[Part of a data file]
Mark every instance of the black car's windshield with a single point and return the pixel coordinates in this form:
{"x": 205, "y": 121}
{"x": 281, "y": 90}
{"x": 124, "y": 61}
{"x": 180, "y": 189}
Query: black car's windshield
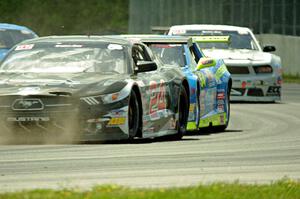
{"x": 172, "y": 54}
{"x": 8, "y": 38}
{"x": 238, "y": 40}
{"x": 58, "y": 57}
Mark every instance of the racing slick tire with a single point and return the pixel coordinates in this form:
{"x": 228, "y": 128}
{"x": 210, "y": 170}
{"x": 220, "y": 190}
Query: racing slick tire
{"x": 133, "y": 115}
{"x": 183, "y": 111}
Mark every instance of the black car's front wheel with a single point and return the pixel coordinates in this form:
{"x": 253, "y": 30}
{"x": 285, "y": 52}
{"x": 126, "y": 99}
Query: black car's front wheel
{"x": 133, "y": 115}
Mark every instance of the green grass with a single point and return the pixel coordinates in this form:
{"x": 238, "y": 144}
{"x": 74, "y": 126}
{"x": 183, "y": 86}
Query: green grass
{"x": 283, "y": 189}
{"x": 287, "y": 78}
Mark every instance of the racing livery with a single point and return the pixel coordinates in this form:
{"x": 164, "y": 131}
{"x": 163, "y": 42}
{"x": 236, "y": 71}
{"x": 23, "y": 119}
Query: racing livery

REQUIRED TASK: Write out the records again word for word, starting at the line that contains "Mark every instance of the racing livery" and continuing through the end of the records, with both ends included.

RESULT OF THIS TASK:
Mark every instance of the racing livery with a single point and return the pixel coordinates in this form:
{"x": 164, "y": 131}
{"x": 163, "y": 42}
{"x": 236, "y": 71}
{"x": 23, "y": 119}
Query: racing livery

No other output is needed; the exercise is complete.